- Brief A -
Collect every line of the entries that contains the string "soldier", matching case exactly.

- Given text -
--- Begin ---
Giveaway Blogkeeping: Congratulations, entry #11 – Ali Lukacsy, for winning my SPANK! Fifty Shades giveaway. Email me at clueintocleveland (at) gmail (dot) com to redeem your 2 tickets for Sunday.
John Stark Bellamy II’sWomen Behaving Badly
As I’ve mentioned before, I thrill in piecing together the puzzle of almost anything crime-related. So Jill’s recommendation was right in my wheelhouse.
However, in contrast to the other mystery books that fill my bedside table, Bellamy’s Women Behaving Badly published in 2005 are all real-life crimes – an anthology of ferocious female killers in Cleveland.
Now, I’ve been known to behave badly more than once in my life. However, I’m happy to know it’s not as badly as some of these ladies.
In total, there are 16 essays ranging in years from 1868 to 1965 and motives from money to sibling rivalries and jilted lovers.
There is the Sarah Victor Scandal of 1868 – the collection’s oldest crime – where Sarah took in her step-brother William after he returned home from war and then was suspected of killing him for his life insurance.
--- End ---
[Extracted records]
--- Begin ---
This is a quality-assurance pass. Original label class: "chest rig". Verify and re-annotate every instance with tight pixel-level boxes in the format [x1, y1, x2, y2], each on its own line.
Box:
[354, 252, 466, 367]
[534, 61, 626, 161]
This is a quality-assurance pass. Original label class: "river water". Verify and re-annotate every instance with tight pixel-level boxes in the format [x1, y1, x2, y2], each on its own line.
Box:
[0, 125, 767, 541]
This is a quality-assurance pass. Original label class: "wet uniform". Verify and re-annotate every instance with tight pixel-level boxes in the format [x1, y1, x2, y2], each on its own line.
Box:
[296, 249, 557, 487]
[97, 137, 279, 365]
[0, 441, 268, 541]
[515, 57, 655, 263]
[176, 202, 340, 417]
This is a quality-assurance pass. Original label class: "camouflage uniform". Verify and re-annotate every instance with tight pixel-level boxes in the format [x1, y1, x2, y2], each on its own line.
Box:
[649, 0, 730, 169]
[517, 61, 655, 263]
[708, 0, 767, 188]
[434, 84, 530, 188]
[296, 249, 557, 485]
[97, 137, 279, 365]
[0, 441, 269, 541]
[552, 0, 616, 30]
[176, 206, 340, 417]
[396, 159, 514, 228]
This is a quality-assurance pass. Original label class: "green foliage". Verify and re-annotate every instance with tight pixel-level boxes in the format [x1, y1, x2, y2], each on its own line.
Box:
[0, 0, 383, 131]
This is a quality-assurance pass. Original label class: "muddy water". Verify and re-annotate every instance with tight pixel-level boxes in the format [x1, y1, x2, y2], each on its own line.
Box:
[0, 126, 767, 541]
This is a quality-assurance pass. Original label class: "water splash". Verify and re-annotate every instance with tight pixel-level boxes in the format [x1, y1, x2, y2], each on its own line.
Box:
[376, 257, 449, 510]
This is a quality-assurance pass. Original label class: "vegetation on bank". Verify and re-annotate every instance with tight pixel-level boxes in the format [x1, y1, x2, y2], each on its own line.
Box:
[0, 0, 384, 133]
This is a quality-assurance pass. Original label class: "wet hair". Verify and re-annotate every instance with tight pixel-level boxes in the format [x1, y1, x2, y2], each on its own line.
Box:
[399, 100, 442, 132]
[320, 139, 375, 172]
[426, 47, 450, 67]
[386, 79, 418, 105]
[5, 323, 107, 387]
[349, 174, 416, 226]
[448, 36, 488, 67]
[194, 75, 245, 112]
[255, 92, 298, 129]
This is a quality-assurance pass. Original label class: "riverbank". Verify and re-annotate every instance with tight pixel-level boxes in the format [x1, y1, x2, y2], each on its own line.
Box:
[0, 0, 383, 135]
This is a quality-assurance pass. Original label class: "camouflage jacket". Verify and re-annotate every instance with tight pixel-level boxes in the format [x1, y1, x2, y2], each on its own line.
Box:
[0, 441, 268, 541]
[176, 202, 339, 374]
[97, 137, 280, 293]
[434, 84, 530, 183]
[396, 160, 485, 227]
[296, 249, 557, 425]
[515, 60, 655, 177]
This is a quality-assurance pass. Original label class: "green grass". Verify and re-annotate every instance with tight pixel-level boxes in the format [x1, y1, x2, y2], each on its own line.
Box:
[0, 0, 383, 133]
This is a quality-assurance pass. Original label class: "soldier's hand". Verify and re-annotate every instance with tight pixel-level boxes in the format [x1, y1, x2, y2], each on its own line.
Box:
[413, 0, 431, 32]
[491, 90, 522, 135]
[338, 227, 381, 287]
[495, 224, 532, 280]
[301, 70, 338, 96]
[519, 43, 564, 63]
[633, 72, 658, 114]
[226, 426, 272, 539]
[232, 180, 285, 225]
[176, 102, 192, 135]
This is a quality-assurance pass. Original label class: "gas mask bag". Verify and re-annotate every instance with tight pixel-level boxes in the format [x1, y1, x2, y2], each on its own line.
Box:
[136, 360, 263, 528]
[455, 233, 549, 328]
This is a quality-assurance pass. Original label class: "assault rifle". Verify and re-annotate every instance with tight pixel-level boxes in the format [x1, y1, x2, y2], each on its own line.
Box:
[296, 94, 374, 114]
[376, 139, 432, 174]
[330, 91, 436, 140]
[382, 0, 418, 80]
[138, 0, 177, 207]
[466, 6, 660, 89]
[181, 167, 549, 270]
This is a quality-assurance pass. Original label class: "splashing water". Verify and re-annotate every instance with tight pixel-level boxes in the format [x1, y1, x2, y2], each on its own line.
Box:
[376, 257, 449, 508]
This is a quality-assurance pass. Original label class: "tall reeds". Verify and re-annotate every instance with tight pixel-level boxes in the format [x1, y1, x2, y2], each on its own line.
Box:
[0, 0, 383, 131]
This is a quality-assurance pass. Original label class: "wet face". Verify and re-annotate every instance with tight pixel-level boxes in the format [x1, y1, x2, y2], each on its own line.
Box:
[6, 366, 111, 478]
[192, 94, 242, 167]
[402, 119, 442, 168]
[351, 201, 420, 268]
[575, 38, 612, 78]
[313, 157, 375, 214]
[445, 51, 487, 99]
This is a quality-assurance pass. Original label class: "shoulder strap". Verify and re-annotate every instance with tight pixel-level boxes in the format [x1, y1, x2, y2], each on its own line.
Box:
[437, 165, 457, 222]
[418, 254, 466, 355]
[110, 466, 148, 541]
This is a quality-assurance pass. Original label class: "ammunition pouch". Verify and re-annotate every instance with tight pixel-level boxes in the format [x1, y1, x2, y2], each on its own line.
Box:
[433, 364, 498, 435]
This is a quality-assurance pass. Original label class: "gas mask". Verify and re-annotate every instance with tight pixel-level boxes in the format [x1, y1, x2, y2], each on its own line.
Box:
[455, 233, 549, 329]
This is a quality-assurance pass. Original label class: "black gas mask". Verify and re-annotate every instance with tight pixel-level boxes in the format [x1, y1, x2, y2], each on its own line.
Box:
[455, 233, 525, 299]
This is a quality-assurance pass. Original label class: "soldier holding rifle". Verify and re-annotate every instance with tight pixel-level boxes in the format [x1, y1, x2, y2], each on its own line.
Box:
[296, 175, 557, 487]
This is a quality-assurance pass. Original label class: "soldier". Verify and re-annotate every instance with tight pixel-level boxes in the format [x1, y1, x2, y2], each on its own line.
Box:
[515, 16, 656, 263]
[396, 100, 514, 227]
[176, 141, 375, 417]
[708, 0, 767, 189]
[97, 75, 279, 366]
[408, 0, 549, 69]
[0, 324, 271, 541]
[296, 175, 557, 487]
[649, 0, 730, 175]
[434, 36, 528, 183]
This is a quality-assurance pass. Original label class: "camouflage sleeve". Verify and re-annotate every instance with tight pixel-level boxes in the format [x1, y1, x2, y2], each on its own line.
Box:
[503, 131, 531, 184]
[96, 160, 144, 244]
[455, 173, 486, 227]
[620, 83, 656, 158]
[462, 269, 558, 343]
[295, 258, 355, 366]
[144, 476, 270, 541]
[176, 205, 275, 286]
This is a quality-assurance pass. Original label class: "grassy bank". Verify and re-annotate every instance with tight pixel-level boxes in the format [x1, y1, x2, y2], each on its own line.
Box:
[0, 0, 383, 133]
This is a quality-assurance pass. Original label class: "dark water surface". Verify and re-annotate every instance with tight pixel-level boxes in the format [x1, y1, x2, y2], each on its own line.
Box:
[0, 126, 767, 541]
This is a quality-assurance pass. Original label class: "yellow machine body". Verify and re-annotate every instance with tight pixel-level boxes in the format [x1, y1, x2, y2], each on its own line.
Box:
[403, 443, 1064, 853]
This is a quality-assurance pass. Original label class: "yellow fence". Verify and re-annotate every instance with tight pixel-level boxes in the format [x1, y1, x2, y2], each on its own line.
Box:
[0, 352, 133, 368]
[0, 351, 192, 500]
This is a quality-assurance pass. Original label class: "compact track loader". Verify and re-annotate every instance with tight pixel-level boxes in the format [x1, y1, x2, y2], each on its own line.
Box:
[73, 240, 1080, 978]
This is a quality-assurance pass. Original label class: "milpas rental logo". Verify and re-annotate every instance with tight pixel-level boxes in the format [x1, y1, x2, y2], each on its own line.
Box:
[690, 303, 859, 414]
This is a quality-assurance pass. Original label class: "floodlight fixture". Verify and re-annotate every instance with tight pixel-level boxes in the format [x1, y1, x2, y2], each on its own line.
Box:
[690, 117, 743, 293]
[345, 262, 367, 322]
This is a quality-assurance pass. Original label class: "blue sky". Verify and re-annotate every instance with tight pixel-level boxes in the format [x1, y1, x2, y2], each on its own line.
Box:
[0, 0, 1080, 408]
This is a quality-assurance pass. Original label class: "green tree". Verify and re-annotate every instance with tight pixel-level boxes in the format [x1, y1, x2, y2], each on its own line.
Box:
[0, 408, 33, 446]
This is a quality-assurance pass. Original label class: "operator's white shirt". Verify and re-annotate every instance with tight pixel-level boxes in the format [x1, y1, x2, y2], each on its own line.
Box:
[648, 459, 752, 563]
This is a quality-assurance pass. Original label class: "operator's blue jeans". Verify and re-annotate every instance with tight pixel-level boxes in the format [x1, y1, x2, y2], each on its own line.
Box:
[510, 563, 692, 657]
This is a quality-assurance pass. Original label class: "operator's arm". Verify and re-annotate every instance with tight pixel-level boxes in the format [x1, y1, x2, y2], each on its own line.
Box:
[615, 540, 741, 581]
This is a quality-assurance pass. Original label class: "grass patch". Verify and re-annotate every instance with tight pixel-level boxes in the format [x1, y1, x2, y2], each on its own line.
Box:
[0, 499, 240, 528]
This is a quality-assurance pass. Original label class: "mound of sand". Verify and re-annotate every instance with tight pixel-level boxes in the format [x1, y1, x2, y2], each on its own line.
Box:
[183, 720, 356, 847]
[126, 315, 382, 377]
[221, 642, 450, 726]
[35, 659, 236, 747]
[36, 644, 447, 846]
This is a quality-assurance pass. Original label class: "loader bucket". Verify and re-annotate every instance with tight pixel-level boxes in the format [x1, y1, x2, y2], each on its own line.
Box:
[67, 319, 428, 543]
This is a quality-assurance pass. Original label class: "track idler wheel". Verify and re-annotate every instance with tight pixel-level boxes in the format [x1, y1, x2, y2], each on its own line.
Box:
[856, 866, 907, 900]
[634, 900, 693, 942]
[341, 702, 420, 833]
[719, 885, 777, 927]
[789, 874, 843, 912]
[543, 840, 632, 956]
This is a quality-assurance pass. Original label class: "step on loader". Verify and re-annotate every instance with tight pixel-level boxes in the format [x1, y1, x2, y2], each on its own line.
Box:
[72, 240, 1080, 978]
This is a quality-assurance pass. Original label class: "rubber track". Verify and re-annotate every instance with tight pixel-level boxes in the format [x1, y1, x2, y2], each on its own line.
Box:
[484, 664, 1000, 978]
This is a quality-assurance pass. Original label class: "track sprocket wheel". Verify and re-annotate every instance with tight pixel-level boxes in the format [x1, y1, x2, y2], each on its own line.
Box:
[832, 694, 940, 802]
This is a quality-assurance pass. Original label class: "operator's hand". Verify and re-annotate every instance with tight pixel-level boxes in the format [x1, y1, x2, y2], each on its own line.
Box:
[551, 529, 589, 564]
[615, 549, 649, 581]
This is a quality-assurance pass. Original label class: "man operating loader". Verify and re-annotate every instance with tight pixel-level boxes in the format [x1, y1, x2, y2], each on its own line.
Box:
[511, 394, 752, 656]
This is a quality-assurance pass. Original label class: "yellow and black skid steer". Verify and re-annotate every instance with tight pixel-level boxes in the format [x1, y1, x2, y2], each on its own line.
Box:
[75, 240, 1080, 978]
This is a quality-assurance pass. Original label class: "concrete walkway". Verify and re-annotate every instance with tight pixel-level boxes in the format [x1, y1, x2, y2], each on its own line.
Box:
--- End ---
- Brief B -
List every distinct year that appears in the book review.

- Correct answer A -
This is a quality-assurance pass. Original label class: "soldier's hand". Verify and re-annotate every instance with tight pixel-level boxes in the format [x1, y1, x2, y2], each on its own line.
This is a quality-assurance pass. Original label class: "soldier holding rifle". Verify and re-annotate every instance with tight pixel-level boxes in the format [x1, y1, x2, y2], each on its own line.
This is a quality-assurance pass. Original label class: "soldier". Verify and re-annotate every instance with tight pixel-level boxes in the format [x1, y1, x2, y2], each on its own line.

- Correct answer B -
1868, 1965, 2005